(begin)

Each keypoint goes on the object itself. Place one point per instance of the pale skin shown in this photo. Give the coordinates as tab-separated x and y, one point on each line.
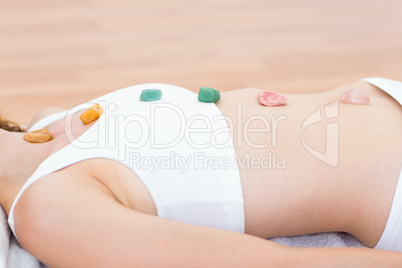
98	213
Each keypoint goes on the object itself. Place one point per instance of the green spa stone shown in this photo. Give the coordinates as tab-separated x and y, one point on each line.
150	94
208	94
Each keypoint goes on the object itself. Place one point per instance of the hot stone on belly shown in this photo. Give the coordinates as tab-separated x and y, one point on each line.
355	96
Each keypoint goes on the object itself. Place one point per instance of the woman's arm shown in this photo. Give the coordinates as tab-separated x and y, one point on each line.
42	114
77	222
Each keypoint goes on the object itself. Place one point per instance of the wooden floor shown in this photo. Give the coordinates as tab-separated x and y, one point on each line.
59	53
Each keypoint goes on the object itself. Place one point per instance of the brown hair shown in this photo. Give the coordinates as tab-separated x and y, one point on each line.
9	125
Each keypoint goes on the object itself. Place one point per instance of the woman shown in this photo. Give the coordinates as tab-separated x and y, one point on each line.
90	197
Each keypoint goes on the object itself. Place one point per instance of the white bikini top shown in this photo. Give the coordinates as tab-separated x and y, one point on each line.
167	143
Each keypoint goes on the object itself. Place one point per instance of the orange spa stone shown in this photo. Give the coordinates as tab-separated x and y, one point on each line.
38	136
91	114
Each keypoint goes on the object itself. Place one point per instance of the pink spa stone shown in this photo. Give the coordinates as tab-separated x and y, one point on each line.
271	99
355	96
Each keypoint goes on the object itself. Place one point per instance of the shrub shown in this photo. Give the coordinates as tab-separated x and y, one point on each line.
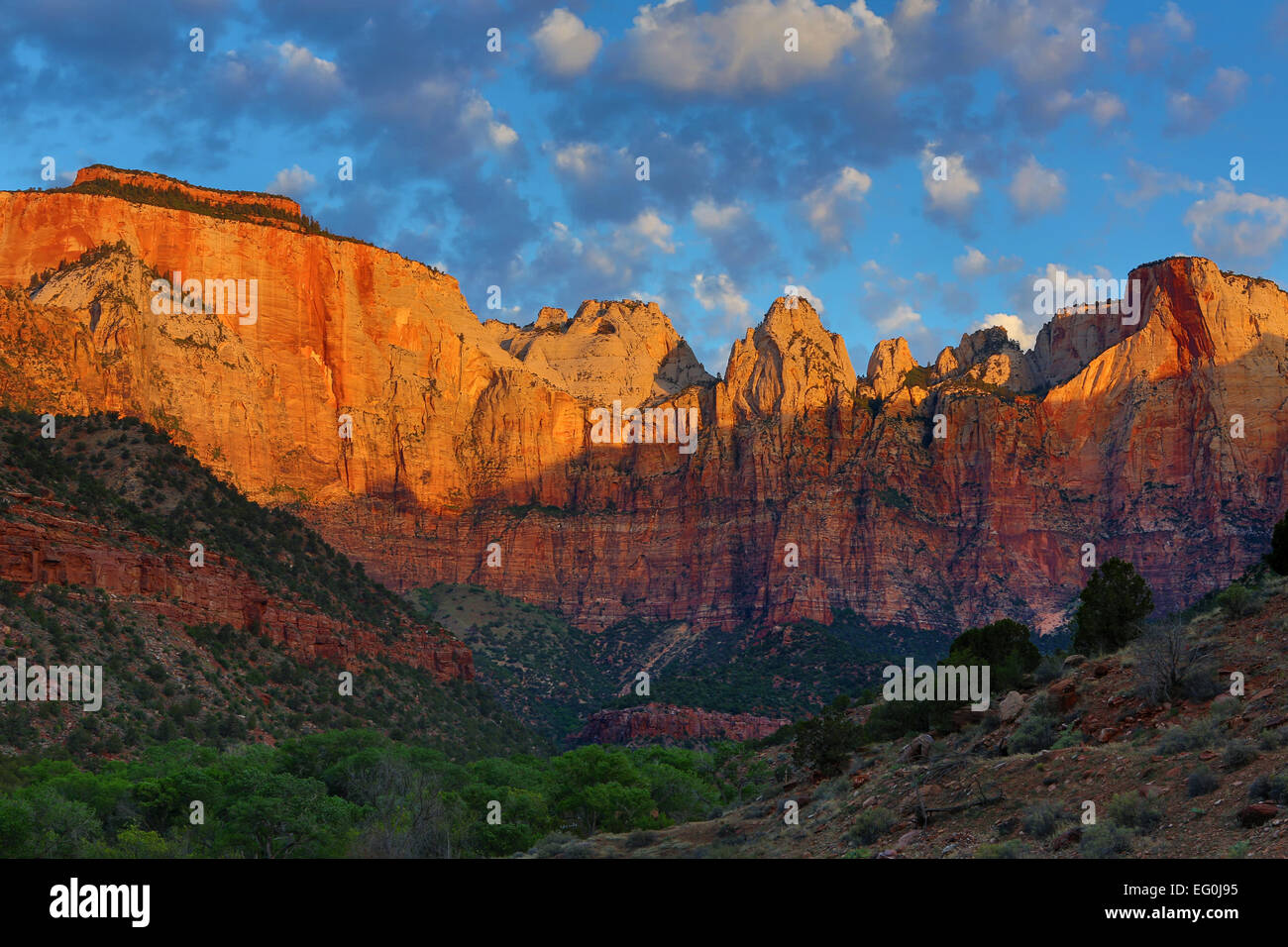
1201	783
1113	605
1104	840
1004	849
1050	668
824	742
1042	819
1168	663
871	825
1237	754
1132	810
1236	600
1070	737
1035	732
1278	556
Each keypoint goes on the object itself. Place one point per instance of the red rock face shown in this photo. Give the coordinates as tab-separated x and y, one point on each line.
50	547
159	182
467	434
656	723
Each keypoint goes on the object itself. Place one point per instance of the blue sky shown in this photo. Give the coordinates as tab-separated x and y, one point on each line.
767	167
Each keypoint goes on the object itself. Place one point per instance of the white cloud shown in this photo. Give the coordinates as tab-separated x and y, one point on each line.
971	263
566	46
957	192
1151	183
1104	107
1014	326
903	320
292	182
739	48
477	115
300	64
831	208
812	300
719	292
1193	114
1035	189
652	228
1243	226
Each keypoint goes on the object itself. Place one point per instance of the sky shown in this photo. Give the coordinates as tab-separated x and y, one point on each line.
910	166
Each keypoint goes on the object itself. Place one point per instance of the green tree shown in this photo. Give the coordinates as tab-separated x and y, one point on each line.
1113	607
825	742
1005	647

(end)

**What the task asks:** Rescale the lines of the listing from the line with "the green tree" through the end, both ends included. Repeat each line, request too, and multiply every x and y coordinate in the points by 1.8, rounding to whole numbers with halves rounded up.

**Answer to this problem:**
Each keypoint goes on the object itself. Place one point per instance of the green tree shown in this photo. Give the coordinates as tab-separated x and y, one point on each line.
2003	1093
1485	1336
1809	1165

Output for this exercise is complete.